Collected data:
* * * * * * *

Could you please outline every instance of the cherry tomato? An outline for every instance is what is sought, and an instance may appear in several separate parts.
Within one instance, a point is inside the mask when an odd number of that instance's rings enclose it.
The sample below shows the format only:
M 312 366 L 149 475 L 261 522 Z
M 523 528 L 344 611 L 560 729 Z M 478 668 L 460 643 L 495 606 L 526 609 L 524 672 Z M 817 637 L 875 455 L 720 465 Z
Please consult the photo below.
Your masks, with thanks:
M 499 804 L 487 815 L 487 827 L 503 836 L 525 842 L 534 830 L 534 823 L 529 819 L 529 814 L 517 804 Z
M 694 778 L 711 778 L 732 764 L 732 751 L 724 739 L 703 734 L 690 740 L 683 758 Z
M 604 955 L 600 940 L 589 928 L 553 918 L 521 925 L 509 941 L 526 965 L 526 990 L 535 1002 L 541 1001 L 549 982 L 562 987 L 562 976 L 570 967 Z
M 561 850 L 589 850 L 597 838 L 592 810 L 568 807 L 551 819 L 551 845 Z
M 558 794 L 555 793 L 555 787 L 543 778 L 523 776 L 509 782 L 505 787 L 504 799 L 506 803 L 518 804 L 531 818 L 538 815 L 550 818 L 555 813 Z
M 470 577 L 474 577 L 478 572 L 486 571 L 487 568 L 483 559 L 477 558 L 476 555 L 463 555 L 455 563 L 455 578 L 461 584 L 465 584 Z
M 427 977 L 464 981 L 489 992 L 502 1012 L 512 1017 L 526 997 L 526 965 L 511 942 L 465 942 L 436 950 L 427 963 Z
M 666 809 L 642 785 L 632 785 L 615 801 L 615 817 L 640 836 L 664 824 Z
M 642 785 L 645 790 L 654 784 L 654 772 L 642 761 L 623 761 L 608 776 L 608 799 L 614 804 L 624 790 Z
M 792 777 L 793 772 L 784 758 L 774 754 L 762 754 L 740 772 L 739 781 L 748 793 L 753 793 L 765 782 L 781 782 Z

* * * * * * *

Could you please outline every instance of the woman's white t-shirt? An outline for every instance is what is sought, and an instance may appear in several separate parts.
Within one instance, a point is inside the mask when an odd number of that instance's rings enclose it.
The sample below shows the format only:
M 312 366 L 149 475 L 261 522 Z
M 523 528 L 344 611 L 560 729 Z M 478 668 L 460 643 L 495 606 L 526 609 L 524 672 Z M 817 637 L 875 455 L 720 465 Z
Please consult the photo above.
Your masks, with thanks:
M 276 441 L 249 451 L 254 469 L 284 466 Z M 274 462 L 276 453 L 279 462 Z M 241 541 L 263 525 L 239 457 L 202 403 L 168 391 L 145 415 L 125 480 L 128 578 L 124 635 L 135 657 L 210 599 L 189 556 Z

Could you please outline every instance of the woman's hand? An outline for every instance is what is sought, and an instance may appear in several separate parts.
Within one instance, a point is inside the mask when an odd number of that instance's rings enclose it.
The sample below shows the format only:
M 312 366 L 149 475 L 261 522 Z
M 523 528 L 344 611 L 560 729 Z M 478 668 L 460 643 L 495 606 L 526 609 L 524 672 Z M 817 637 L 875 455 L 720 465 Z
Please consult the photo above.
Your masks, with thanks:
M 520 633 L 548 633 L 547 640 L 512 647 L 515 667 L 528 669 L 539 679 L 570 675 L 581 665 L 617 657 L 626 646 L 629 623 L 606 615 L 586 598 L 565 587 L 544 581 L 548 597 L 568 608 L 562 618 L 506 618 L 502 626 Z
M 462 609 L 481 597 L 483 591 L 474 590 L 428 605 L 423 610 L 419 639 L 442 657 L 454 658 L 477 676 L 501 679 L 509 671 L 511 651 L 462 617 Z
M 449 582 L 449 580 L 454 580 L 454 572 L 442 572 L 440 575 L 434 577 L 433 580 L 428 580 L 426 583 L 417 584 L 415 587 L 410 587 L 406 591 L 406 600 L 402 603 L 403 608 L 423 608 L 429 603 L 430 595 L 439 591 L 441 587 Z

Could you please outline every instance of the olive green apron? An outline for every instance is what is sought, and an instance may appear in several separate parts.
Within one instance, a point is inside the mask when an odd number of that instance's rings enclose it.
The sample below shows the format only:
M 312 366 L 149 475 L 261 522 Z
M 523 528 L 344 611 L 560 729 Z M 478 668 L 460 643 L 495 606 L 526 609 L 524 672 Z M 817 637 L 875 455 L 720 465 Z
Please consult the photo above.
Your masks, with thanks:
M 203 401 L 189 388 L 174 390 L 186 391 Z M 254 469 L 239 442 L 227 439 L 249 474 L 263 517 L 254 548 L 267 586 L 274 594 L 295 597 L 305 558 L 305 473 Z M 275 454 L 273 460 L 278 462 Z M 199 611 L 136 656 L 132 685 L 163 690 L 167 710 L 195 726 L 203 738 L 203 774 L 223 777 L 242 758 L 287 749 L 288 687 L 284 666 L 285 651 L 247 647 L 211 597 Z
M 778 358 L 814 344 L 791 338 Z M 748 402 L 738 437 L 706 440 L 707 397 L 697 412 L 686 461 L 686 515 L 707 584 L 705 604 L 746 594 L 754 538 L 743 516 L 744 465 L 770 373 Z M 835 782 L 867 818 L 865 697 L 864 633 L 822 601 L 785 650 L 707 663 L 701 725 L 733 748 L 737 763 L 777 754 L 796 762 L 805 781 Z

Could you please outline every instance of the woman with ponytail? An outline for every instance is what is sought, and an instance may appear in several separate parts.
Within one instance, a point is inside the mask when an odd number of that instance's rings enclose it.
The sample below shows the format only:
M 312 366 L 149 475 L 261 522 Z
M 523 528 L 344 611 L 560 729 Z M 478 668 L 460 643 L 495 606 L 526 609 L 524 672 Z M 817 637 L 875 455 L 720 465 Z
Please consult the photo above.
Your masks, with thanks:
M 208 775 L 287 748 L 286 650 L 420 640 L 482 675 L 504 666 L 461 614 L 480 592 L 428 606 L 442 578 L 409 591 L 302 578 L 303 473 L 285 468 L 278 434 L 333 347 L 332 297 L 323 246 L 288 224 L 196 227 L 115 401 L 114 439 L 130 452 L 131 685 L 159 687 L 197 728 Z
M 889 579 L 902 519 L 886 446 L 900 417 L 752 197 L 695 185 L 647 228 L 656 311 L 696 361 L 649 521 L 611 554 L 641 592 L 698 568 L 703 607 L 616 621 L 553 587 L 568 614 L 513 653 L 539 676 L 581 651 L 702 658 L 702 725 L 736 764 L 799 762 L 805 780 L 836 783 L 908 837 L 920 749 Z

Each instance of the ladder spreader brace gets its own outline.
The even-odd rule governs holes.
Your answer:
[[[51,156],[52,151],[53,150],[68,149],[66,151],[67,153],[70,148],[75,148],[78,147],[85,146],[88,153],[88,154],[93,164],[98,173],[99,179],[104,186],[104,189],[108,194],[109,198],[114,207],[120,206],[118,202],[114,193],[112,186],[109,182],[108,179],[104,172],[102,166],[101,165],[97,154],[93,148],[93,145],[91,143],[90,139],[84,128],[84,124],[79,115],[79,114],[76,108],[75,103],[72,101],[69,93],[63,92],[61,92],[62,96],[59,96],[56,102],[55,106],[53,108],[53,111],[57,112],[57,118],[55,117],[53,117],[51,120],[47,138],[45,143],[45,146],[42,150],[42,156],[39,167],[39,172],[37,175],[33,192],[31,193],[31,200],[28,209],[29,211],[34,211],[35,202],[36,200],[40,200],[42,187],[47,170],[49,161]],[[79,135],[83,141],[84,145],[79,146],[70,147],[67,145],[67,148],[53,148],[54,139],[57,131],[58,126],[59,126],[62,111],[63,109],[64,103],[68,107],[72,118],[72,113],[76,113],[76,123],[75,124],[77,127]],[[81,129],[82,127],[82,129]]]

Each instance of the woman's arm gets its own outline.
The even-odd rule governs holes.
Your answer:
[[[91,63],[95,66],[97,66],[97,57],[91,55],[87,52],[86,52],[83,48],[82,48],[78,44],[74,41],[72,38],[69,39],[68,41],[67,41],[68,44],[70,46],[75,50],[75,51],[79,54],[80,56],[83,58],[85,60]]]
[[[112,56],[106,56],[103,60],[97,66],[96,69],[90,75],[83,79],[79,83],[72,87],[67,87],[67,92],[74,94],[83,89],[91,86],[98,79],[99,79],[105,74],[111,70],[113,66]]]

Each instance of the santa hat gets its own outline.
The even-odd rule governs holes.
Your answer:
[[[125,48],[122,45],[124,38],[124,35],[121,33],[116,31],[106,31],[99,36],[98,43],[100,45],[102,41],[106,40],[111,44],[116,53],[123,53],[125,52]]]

* * * * * * *

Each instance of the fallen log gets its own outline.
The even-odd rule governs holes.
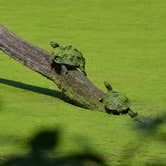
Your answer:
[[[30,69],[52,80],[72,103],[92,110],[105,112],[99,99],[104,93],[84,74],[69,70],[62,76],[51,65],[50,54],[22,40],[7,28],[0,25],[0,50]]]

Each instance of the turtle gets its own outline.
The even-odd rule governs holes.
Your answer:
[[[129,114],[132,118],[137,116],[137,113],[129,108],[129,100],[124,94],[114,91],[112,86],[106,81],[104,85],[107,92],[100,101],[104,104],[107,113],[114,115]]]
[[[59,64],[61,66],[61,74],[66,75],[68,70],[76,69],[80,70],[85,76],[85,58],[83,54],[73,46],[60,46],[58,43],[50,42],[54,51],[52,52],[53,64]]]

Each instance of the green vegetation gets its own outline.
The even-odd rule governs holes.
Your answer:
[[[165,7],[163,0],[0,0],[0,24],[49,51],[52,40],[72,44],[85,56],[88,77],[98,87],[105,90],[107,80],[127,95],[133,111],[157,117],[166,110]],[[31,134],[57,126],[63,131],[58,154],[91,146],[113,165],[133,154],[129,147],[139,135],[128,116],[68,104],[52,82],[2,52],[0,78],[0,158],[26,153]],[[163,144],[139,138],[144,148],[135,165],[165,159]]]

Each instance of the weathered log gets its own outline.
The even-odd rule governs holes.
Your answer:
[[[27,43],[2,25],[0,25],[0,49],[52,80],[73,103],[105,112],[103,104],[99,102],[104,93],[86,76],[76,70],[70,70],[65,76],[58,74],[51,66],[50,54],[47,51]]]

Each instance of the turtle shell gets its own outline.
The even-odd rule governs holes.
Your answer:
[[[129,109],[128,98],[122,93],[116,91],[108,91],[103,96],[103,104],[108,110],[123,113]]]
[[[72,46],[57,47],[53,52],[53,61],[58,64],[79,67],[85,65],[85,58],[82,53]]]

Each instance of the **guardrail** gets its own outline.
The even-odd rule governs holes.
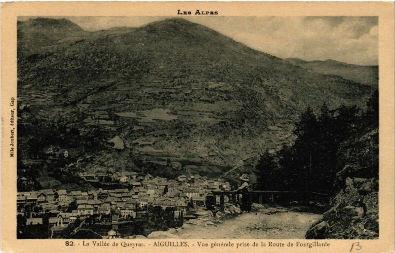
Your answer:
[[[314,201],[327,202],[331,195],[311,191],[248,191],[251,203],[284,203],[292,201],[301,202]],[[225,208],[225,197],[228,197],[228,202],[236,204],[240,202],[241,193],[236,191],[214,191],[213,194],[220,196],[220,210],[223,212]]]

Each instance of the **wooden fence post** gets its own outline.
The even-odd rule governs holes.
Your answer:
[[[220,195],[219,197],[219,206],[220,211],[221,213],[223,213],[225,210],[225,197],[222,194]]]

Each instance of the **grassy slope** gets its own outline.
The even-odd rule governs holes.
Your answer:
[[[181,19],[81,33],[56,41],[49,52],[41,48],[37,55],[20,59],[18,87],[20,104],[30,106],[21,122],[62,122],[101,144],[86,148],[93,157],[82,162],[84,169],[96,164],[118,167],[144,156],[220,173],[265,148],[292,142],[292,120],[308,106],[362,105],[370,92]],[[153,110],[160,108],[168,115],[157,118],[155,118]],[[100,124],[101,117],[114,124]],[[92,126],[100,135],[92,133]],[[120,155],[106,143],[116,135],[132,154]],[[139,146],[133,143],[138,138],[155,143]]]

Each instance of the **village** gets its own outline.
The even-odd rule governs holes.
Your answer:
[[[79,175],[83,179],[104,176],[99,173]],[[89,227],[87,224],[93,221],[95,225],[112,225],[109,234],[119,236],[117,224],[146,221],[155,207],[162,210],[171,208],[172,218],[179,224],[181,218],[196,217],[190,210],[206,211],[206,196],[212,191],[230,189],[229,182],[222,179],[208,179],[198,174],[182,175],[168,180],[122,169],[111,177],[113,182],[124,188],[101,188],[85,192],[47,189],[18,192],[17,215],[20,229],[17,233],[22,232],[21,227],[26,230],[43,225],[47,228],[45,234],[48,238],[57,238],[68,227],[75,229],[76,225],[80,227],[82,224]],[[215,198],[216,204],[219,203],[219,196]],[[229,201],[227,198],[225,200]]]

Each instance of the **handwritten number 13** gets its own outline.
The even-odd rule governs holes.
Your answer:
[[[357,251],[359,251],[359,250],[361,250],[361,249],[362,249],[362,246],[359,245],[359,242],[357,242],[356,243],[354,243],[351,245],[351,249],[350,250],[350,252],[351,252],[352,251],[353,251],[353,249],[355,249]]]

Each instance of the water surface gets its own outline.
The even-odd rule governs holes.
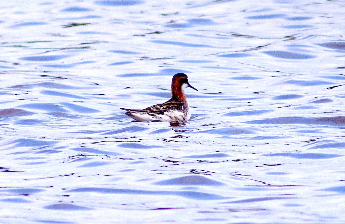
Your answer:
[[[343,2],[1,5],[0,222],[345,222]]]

* * * * * * *

Do this: Rewrite the entries from the line with "Could you please outline every instance of the cherry" through the line with "M 666 809 L", putting "example" in place of "sample" and leaving everything else as it is.

Problem solution:
Could you please outline every instance of the cherry tomato? An outline for every instance is what is sought, and an instance may appear in several separate parts.
Within one instance, a point is inside the mask when an odd number of that instance's rings enclose it.
The example below shows the format only:
M 312 366 L 149 475 L 261 522 Z
M 523 528 L 344 611 L 560 729 Z M 478 668 L 460 643 L 495 606 L 526 609 L 524 672 Z M 817 637 L 875 455 L 720 465 Z
Please consult the photo below.
Your masks, with thanks:
M 499 804 L 487 815 L 487 827 L 503 836 L 525 842 L 534 830 L 534 823 L 529 819 L 529 814 L 517 804 Z
M 694 778 L 711 778 L 732 764 L 732 751 L 724 739 L 703 734 L 690 740 L 683 758 Z
M 604 955 L 600 940 L 589 928 L 553 918 L 521 925 L 509 941 L 526 965 L 526 990 L 535 1002 L 541 1001 L 549 982 L 562 987 L 562 976 L 570 967 Z
M 561 850 L 589 850 L 597 838 L 592 810 L 568 807 L 551 819 L 551 845 Z
M 558 794 L 555 793 L 555 787 L 543 778 L 523 776 L 509 782 L 505 787 L 504 799 L 506 803 L 518 804 L 531 818 L 538 815 L 550 818 L 555 813 Z
M 470 577 L 474 577 L 478 572 L 486 571 L 487 568 L 483 559 L 477 558 L 476 555 L 463 555 L 455 563 L 455 578 L 461 584 L 465 584 Z
M 427 977 L 464 981 L 489 992 L 502 1012 L 512 1017 L 526 997 L 526 965 L 511 942 L 465 942 L 436 950 L 427 963 Z
M 666 809 L 642 785 L 632 785 L 615 801 L 615 817 L 640 836 L 664 824 Z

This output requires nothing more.